**Exercise brief**
Copy each entry as it stands, leaving nothing out.

■ ■ ■

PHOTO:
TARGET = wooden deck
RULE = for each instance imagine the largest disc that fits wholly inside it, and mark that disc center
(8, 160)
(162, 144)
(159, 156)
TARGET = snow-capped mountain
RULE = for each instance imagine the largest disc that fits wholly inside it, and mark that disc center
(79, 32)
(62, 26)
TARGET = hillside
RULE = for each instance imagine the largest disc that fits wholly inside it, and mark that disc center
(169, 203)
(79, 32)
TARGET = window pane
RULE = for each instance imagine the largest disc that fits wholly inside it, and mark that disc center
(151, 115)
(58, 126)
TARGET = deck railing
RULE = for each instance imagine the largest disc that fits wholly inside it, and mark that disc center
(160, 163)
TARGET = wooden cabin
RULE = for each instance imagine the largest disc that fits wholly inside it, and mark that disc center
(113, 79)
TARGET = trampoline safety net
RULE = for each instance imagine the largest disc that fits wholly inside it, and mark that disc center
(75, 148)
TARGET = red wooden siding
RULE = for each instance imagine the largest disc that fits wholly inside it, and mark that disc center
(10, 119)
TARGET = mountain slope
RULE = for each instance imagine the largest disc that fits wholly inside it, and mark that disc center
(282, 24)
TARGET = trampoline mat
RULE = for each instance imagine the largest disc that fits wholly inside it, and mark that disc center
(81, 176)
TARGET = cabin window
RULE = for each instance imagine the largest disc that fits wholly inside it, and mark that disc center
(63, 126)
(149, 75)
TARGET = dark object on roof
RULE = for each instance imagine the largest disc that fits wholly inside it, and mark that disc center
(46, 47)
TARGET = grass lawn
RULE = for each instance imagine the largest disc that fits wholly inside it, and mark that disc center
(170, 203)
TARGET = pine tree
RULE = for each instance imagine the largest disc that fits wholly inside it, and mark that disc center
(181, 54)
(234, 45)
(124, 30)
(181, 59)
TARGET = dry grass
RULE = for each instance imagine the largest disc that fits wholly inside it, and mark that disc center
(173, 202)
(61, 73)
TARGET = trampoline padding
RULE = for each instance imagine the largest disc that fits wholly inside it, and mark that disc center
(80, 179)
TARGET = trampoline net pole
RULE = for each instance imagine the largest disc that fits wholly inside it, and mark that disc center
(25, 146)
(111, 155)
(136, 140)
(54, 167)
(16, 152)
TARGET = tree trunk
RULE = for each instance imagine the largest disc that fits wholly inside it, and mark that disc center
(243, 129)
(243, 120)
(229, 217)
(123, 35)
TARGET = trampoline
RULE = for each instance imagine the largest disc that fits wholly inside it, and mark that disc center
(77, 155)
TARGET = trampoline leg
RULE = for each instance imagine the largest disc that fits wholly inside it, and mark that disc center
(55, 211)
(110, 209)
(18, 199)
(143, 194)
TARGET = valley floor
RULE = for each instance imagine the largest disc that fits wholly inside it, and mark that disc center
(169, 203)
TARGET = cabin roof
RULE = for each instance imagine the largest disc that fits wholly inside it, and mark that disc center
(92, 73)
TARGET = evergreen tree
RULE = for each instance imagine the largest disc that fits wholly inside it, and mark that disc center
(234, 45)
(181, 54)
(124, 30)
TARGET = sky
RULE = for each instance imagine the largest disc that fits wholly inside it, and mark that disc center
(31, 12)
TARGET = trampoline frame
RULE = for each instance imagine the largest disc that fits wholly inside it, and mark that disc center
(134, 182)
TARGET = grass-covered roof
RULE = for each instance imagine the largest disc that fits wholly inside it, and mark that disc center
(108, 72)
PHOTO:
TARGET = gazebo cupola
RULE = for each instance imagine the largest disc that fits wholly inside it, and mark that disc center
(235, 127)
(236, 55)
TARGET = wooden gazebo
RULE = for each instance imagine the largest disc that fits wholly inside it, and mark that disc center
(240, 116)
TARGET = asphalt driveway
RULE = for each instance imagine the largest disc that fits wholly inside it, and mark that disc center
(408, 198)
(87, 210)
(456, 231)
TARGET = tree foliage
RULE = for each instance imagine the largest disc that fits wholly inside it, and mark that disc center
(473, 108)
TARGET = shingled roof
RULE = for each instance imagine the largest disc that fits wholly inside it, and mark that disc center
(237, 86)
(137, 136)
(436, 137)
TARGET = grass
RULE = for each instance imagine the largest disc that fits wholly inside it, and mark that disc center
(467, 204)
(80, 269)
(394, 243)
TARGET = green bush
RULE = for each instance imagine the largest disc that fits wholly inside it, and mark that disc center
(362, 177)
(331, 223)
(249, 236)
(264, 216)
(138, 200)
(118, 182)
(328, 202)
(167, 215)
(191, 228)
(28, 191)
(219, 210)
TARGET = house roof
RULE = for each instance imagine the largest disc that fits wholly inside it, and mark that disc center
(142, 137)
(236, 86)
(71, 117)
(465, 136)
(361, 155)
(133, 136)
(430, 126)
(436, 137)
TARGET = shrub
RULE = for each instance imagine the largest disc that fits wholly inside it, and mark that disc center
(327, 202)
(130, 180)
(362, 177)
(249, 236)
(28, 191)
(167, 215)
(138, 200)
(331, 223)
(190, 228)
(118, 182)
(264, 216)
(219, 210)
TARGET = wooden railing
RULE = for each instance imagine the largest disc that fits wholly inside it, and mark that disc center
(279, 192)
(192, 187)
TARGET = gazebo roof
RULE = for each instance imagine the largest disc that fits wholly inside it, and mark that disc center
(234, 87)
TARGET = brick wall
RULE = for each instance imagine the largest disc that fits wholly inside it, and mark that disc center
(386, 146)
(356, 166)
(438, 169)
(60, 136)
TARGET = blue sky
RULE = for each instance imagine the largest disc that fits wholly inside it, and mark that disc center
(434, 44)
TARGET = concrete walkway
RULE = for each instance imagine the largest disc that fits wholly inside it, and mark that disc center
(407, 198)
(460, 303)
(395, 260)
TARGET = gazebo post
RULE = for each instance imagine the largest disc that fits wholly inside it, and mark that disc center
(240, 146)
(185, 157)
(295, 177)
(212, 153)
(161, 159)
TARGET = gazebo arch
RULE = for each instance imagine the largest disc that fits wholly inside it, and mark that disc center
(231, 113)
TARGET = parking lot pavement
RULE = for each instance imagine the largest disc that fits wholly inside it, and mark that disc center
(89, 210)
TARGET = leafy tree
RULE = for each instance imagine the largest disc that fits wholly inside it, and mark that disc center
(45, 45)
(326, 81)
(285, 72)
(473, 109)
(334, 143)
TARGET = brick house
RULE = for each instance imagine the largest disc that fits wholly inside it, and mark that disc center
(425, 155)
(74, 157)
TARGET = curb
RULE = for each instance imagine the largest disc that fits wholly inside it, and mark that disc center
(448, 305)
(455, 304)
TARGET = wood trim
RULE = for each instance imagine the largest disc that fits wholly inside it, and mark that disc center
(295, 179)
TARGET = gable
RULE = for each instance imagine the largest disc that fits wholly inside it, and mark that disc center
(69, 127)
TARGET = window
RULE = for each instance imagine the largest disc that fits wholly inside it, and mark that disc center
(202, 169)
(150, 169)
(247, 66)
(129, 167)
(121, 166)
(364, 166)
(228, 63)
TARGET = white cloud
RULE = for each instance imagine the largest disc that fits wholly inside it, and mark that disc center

■ ■ ■

**The output**
PHOTO:
TARGET = wooden deck
RULE = for each instance imagine the largest disc that fits wholly inside it, and mark that disc center
(8, 160)
(162, 144)
(159, 156)
TARGET = snow-capped mountain
RULE = for each instance imagine the largest disc that fits wholly inside it, and mark that disc center
(79, 32)
(62, 26)
TARGET = hillside
RULE = for each instance imagine the largest disc that fits wholly inside it, and mark that disc center
(169, 203)
(79, 32)
TARGET = window pane
RULE = for each instance imagine the largest disc that fits wholly inside it, and mark that disc center
(151, 115)
(58, 126)
TARGET = deck railing
RULE = for each instance imagine the largest disc that fits wholly inside it, and mark that disc center
(160, 163)
TARGET = wooden cabin
RULE = for each instance imagine the largest disc that fits wholly inside it, and mark that disc center
(113, 79)
TARGET = trampoline safety net
RULE = for each instance imagine the largest disc that fits wholly inside it, and mark that disc center
(75, 148)
TARGET = red wooden siding
RULE = for each instance imagine the largest disc that fits wholly inside it, and mark that disc center
(10, 119)
TARGET = mountain slope
RULE = for each instance imagine the largest disc that fits wholly inside it, and mark that disc center
(282, 24)
TARGET = trampoline mat
RULE = for each instance imagine the largest disc that fits wholly inside it, and mark that disc center
(81, 176)
TARGET = cabin window
RULE = for each instance imagine the largest disc that fits wholly inside it, and mark that disc center
(63, 126)
(149, 75)
TARGET = dark object on roof
RULE = for each instance imagine the largest disc that fits wholly inside it, and mark that disc center
(46, 47)
TARGET = grass lawn
RULE = for each instance imagine the largest disc that fits wholly inside it, and mark that disc center
(170, 203)
TARGET = pine tree
RULE = for each instance imagine the largest disc that fits wholly inside it, and mark that disc center
(181, 54)
(234, 45)
(124, 30)
(181, 59)
TARGET = dry grass
RULE = for each instance imagine the largest disc that fits wholly inside it, and mark that disc center
(173, 202)
(61, 73)
TARGET = trampoline padding
RULE = for each instance imagine the largest disc that fits wholly inside it, and mark that disc center
(80, 179)
TARGET = trampoline net pole
RULE = for each instance imagine the largest disc that fits wholly inside it, and mark that disc center
(25, 146)
(111, 155)
(136, 140)
(54, 167)
(16, 152)
TARGET = tree trunk
RULE = for each instance imagine the largest disc that fits wholly inside it, and mark that disc center
(243, 129)
(243, 120)
(229, 217)
(123, 35)
TARGET = trampoline
RULE = for each instance imagine the largest disc that fits wholly inside it, and mark that disc center
(77, 155)
TARGET = trampoline leg
RULE = for each instance imagine the largest disc that fits wholly inside it, and mark that disc center
(55, 211)
(110, 209)
(18, 199)
(143, 194)
TARGET = valley floor
RULE = for each instance imagine the largest disc that fits wholly inside it, and mark that disc center
(169, 203)
TARGET = cabin roof
RULE = for each instance imagine the largest disc that fits wholly inside it, and mark that disc center
(92, 73)
TARGET = evergreen tree
RULE = for each instance imagine the largest disc that fits wholly inside it, and mark that disc center
(234, 45)
(181, 54)
(124, 30)
TARGET = sky
RULE = for each instance imagine the largest disc that fits wholly inside it, and mark that disc center
(31, 12)
TARGET = trampoline frame
RULE = for each instance imagine the largest disc that fits wholly inside it, and mark that disc center
(134, 182)
TARGET = grass-covered roof
RULE = for each instance imagine the largest disc that fits wholly inside it, and mark that disc center
(108, 72)
PHOTO:
TARGET = gazebo cupola
RULE = for each instance imagine the largest disc that fits wholly inside it, and mark that disc center
(235, 127)
(236, 55)
TARGET = wooden gazebo
RULE = for each instance imagine the largest disc that fits wholly inside it, and mark that disc center
(240, 116)
TARGET = asphalt driveway
RULE = for each instance imagine the largest disc that fits wholly inside it, and mark that disc center
(408, 198)
(87, 210)
(456, 231)
TARGET = tree foliage
RULE = for each instance imagine the largest disc that fits wholly inside it, and mark that disc center
(473, 108)
TARGET = shingled roof
RULE = for each instance imagine the largest disc that fits wholly inside it, and mark that disc center
(237, 86)
(137, 136)
(436, 137)
TARGET = grass
RULE = for each instance imagine the largest disc that fits wholly inside it, and mark that disc center
(467, 204)
(80, 269)
(394, 243)
TARGET = green bush
RULE = for each instance imagine the largest disc that fits wholly inside it, and mark that disc center
(362, 177)
(331, 223)
(249, 236)
(264, 216)
(138, 200)
(118, 182)
(328, 202)
(167, 215)
(191, 228)
(28, 191)
(219, 210)
TARGET = house roof
RULE = for each instance imagine the largest disc that fits wholly inside it, and mark that disc center
(142, 137)
(236, 86)
(71, 117)
(465, 136)
(361, 155)
(133, 136)
(430, 126)
(436, 137)
TARGET = shrub
RULE = for each instance imagine the largest disc that fits wholly inside it, and mark that disc center
(327, 202)
(130, 180)
(362, 177)
(249, 236)
(28, 191)
(167, 215)
(138, 200)
(331, 223)
(190, 228)
(118, 182)
(264, 216)
(219, 210)
TARGET = wooden railing
RULE = for each instance imagine the largest disc that fits wholly inside it, and mark that disc center
(279, 192)
(192, 187)
TARGET = gazebo roof
RULE = for each instance imagine the largest disc that fits wholly inside it, and mark that disc center
(234, 87)
TARGET = brick wall
RULE = for each instance imagine the largest disc that fits wholly inside it, and mark that disc center
(386, 146)
(356, 166)
(438, 169)
(60, 136)
TARGET = blue sky
RULE = for each instance imagine the largest disc that fits wholly inside it, and mark that disc center
(434, 44)
TARGET = concrete walkway
RULE = for each instance imagine the largest disc that fits wholly inside it, and mark that disc center
(407, 198)
(460, 303)
(395, 260)
TARGET = gazebo post
RULE = for each instance imagine the largest disc that fits wholly inside it, and mark that disc center
(240, 146)
(185, 157)
(295, 177)
(212, 153)
(161, 159)
TARGET = gazebo arch
RULE = for each instance imagine the largest disc that fits wholly inside it, and mark that disc center
(231, 113)
TARGET = parking lot pavement
RULE = for each instance imagine the largest disc that fits wholly inside it, and mark that disc center
(89, 210)
TARGET = leafy tree
RULE = for each instance imagine the largest disc that fits wholly inside it, and mark that disc center
(45, 45)
(326, 81)
(285, 72)
(473, 109)
(334, 143)
TARGET = brick house
RULE = for each instance imagine the largest disc that fits wholly inside it, and mark that disc center
(425, 155)
(74, 157)
TARGET = curb
RULE = for each instance imagine the largest disc that fits wholly inside it, and mark that disc center
(448, 305)
(455, 304)
TARGET = wood trim
RULE = for each instance imagine the largest disc that fits wholly inside it, and mark that disc center
(295, 179)
TARGET = gable
RULE = for each instance imagine the largest disc that fits wholly inside it, and mark that disc center
(69, 127)
TARGET = window
RULE = for each instance imagine the largest disc that fits wholly inside it, and mark that disc center
(202, 169)
(150, 169)
(247, 66)
(129, 167)
(121, 166)
(364, 166)
(228, 63)
TARGET = white cloud
RULE = for each instance imagine the largest disc that fits wholly inside it, and mark that disc center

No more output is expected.